--- YOUR TASK ---
Lines containing the word "dish" are the ones to copy from the records below.

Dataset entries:
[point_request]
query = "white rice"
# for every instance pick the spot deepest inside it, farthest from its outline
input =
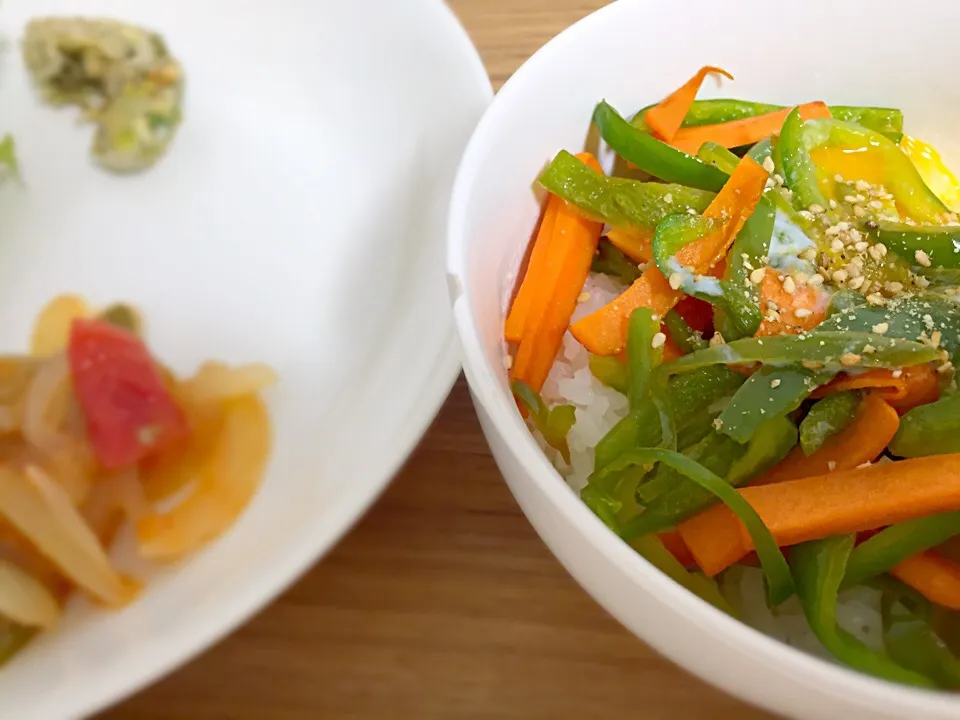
(598, 409)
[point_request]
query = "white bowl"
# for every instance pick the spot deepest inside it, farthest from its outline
(297, 219)
(632, 53)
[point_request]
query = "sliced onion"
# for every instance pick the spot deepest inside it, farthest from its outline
(215, 382)
(229, 479)
(40, 509)
(24, 599)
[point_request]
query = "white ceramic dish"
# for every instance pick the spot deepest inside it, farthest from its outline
(298, 219)
(632, 53)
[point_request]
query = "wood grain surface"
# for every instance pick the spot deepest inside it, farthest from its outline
(442, 602)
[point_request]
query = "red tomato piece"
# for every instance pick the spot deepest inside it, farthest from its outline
(129, 413)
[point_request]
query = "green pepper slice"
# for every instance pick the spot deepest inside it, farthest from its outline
(553, 423)
(799, 138)
(818, 568)
(612, 261)
(894, 544)
(826, 418)
(930, 246)
(674, 500)
(652, 156)
(775, 568)
(931, 429)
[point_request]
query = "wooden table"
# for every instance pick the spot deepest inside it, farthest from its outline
(443, 602)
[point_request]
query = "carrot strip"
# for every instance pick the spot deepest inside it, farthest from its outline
(604, 331)
(747, 131)
(534, 276)
(570, 253)
(665, 118)
(678, 548)
(904, 389)
(862, 441)
(933, 576)
(833, 504)
(786, 321)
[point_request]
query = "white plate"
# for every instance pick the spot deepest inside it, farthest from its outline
(298, 219)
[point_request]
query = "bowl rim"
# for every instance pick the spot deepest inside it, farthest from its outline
(483, 378)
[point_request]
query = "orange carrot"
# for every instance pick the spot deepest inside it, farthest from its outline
(837, 503)
(933, 576)
(904, 389)
(571, 248)
(665, 118)
(604, 332)
(517, 317)
(786, 321)
(747, 131)
(862, 441)
(678, 548)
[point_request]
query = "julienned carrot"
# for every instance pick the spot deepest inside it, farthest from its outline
(665, 118)
(519, 310)
(604, 332)
(571, 248)
(862, 441)
(802, 309)
(933, 576)
(837, 503)
(747, 131)
(904, 389)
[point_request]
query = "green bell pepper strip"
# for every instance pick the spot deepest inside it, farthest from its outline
(775, 568)
(652, 156)
(714, 451)
(691, 394)
(618, 201)
(888, 121)
(553, 423)
(940, 244)
(653, 551)
(894, 544)
(911, 640)
(931, 429)
(675, 500)
(823, 347)
(902, 179)
(826, 418)
(612, 261)
(675, 231)
(818, 568)
(642, 357)
(768, 393)
(749, 251)
(611, 371)
(906, 318)
(683, 336)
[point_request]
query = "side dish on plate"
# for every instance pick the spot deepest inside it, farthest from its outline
(739, 347)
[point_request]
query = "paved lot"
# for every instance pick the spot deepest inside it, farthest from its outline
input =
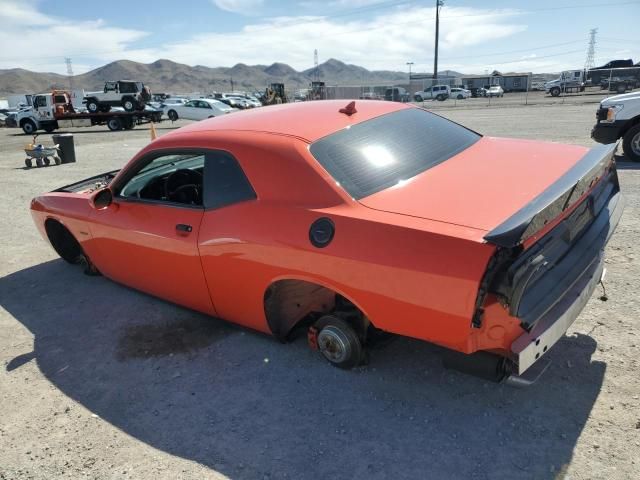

--- EXERCISE OUTPUT ---
query = "white ceramic dish"
query = "side dish on plate"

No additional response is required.